What is expected
The whole of the material needs to be repeated exactly, line for line.
* * * * *
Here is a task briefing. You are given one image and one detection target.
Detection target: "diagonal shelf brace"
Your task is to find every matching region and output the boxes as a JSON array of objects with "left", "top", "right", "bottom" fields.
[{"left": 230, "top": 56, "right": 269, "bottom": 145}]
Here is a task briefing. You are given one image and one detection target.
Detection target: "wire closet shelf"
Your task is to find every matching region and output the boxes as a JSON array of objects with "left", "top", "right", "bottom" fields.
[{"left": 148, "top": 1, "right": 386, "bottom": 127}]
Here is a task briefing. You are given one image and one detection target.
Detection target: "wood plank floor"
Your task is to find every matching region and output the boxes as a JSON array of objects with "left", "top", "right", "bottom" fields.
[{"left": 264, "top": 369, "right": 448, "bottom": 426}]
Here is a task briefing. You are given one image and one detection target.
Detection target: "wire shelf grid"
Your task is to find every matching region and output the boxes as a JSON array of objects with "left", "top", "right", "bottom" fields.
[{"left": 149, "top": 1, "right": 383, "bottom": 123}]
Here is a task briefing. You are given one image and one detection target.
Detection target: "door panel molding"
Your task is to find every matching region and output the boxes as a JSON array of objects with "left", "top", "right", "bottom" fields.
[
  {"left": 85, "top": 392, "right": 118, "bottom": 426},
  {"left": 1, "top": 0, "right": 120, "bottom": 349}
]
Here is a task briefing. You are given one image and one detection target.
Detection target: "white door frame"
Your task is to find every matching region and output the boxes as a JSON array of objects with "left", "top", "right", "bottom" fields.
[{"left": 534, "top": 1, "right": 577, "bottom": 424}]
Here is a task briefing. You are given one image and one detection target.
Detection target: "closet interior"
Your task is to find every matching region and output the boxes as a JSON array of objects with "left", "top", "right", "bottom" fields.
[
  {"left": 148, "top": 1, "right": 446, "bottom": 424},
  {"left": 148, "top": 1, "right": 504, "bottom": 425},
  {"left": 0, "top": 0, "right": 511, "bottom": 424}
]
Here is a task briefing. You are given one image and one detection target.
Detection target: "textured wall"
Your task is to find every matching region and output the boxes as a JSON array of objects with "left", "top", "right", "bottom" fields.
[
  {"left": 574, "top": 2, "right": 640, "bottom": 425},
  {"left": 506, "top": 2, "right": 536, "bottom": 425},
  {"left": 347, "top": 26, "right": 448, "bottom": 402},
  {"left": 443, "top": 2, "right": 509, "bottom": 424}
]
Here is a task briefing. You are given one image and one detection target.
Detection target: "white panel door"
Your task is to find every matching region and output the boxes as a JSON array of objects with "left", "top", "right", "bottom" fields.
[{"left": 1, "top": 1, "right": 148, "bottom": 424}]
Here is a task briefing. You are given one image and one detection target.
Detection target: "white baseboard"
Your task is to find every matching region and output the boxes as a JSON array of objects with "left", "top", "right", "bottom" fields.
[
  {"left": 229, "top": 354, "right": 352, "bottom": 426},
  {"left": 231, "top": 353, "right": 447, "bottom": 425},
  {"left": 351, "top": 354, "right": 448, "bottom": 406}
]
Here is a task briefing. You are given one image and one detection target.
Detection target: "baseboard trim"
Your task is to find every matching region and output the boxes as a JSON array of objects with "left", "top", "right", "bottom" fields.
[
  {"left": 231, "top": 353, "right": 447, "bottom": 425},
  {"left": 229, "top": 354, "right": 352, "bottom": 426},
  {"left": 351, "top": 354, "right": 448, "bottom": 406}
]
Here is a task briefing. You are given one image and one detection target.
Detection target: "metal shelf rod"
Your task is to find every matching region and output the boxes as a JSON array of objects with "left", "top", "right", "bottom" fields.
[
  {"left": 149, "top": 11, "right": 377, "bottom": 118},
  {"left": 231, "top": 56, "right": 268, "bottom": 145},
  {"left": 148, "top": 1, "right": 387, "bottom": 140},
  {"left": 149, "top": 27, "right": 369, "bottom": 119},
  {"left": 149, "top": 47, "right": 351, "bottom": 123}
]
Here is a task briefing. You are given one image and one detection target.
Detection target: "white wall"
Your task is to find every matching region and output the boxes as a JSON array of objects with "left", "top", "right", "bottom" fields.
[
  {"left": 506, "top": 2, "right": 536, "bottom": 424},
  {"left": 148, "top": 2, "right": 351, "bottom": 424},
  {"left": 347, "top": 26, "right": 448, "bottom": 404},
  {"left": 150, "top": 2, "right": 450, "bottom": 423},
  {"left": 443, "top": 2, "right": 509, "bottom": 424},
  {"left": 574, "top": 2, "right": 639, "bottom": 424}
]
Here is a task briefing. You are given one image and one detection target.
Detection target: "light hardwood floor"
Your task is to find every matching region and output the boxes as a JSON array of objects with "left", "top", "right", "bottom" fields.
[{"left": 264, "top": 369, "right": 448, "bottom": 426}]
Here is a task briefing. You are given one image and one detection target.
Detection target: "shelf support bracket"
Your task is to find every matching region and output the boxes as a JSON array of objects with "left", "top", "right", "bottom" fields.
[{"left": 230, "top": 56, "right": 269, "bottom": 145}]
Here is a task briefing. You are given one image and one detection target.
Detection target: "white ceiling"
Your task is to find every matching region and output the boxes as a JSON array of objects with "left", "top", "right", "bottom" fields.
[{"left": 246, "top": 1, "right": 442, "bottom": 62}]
* * * * *
Output of the exercise
Here is a task briefing. You are given one image and one detection target.
Detection target: "diagonal shelf brace"
Your task is to find every matching region and output the boxes as a JSON array of objects with "left", "top", "right", "bottom" fields.
[{"left": 230, "top": 56, "right": 269, "bottom": 145}]
Here is a task briefing. You are given one image and one detection target.
Detection target: "wire closet shelf"
Your task is to find every matching region and output the boxes as a JSON array of objects with "left", "top", "right", "bottom" fields.
[{"left": 148, "top": 1, "right": 386, "bottom": 127}]
Here is a task briefing. You are given one image and one detection target.
Detection target: "wood plank floor"
Your task is to find every matching region and output the boxes as a JSON array of objects with "left", "top", "right", "bottom" fields.
[{"left": 264, "top": 369, "right": 448, "bottom": 426}]
Here is a task briefing. You are given one image and one detection target.
Detection target: "wire shelf grid"
Your task is to find every matching region and output the boxes as a JSON array of objects with "left", "top", "right", "bottom" fields.
[{"left": 149, "top": 1, "right": 383, "bottom": 123}]
Here is a task briefing. You are given one image and one detection target.
Detection target: "door panel molding"
Your task is to find every matching region and output the boxes as a JSON array of objects with "left", "top", "right", "bottom" fields.
[
  {"left": 85, "top": 392, "right": 118, "bottom": 426},
  {"left": 1, "top": 0, "right": 120, "bottom": 349}
]
Here is a task briefing. You are given one image and one detection target.
Detection target: "white door frame"
Your task is to find every matching region and output the boxes as a JSON array of objects with "left", "top", "right", "bottom" fields.
[{"left": 534, "top": 1, "right": 577, "bottom": 424}]
Here is a task briefing. You are given one image and one detection target.
Detection target: "closet interior"
Your task is to find every matching region and output the boxes as a JSON array of objects with "left", "top", "right", "bottom" fields.
[
  {"left": 148, "top": 1, "right": 446, "bottom": 424},
  {"left": 148, "top": 1, "right": 504, "bottom": 425},
  {"left": 0, "top": 0, "right": 511, "bottom": 424}
]
Here is a task briefing. You are given one image and one detection target.
Detection target: "textured wall"
Your task is to find every matching region and output the boxes as a JSON array of objects with "left", "top", "right", "bottom" fields.
[
  {"left": 574, "top": 2, "right": 640, "bottom": 425},
  {"left": 506, "top": 2, "right": 536, "bottom": 425},
  {"left": 347, "top": 26, "right": 448, "bottom": 402},
  {"left": 443, "top": 2, "right": 509, "bottom": 424}
]
Here is a task briefing. You are given one image and one detection target.
Detection target: "white panel door"
Your task is to find every matching region and output the boxes as a JSON array of objects with "left", "top", "right", "bottom" fields.
[{"left": 1, "top": 1, "right": 148, "bottom": 424}]
Here is a task briefing. You are given one image and one detection target.
Detection target: "white baseboard"
Your task is to find every matching region and output the boxes as a JSON array of objects with "left", "top", "right", "bottom" fields.
[
  {"left": 229, "top": 354, "right": 352, "bottom": 426},
  {"left": 231, "top": 353, "right": 447, "bottom": 425},
  {"left": 351, "top": 354, "right": 448, "bottom": 406}
]
Here is a task briefing. You are given one image and one detection target.
Detection target: "baseboard trim"
Your task is to find every matching region and output the boxes as a JSON array of objects with "left", "top", "right", "bottom" fields.
[
  {"left": 231, "top": 353, "right": 447, "bottom": 425},
  {"left": 229, "top": 354, "right": 352, "bottom": 426},
  {"left": 351, "top": 354, "right": 448, "bottom": 406}
]
Here is a task briefing. You are given one image and one detection target.
Detection target: "metal shelf rod"
Your task is to find every matching region and output the boxes as a JSON array of objects with "left", "top", "right", "bottom" fields.
[
  {"left": 149, "top": 11, "right": 377, "bottom": 118},
  {"left": 231, "top": 56, "right": 268, "bottom": 145},
  {"left": 148, "top": 1, "right": 387, "bottom": 140},
  {"left": 149, "top": 27, "right": 369, "bottom": 119},
  {"left": 149, "top": 47, "right": 351, "bottom": 123}
]
Here is a task briefing. You are given one image and one detection target.
Detection target: "white wall"
Your task is to find every matching region and output the boxes as a JSON array of objects with "left", "top", "right", "bottom" fields.
[
  {"left": 506, "top": 2, "right": 536, "bottom": 424},
  {"left": 148, "top": 2, "right": 351, "bottom": 424},
  {"left": 347, "top": 26, "right": 448, "bottom": 404},
  {"left": 150, "top": 2, "right": 450, "bottom": 423},
  {"left": 443, "top": 2, "right": 509, "bottom": 424},
  {"left": 574, "top": 2, "right": 639, "bottom": 424}
]
Here is a task briefing. You are given one image and one detection target.
Detection target: "light hardwood floor"
Your task is to find every matching region and output the boxes as a JSON array of objects with "left", "top", "right", "bottom" fields.
[{"left": 264, "top": 369, "right": 448, "bottom": 426}]
Here is a task briefing. You are given one image and one detection target.
Detection target: "shelf support bracket"
Your task is to find every matching region and output the boxes as a JSON array of objects with "left", "top", "right", "bottom" fields.
[{"left": 230, "top": 56, "right": 269, "bottom": 145}]
Here is a task briefing. You are given one image and one detection target.
Detection target: "white ceiling"
Your task is to find every matching region and output the boxes as a JSON array of objects with "left", "top", "right", "bottom" fields.
[{"left": 246, "top": 1, "right": 442, "bottom": 62}]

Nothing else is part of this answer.